Try it: The required answer is the count of lines in the records that contain "kindly", with no other text.

Data:
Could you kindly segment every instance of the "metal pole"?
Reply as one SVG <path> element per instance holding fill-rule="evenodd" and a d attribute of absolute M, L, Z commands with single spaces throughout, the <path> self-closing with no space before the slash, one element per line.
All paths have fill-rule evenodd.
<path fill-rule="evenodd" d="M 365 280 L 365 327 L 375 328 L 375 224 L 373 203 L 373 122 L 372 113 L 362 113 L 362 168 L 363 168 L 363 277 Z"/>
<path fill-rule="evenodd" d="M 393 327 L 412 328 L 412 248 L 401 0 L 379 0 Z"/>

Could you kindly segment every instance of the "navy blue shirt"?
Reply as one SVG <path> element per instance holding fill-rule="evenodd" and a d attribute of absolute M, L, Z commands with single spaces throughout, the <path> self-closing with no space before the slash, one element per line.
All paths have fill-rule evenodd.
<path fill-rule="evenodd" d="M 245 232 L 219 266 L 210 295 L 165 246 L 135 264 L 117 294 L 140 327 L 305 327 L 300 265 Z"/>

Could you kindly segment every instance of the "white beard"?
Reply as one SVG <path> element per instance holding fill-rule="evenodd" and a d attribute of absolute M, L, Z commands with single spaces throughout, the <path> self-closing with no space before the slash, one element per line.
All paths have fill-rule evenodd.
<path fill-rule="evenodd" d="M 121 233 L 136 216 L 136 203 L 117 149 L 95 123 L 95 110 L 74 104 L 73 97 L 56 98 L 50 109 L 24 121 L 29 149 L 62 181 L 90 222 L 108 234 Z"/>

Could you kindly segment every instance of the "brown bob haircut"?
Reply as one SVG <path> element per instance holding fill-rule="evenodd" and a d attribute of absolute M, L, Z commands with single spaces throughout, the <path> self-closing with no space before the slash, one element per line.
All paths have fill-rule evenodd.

Result: 4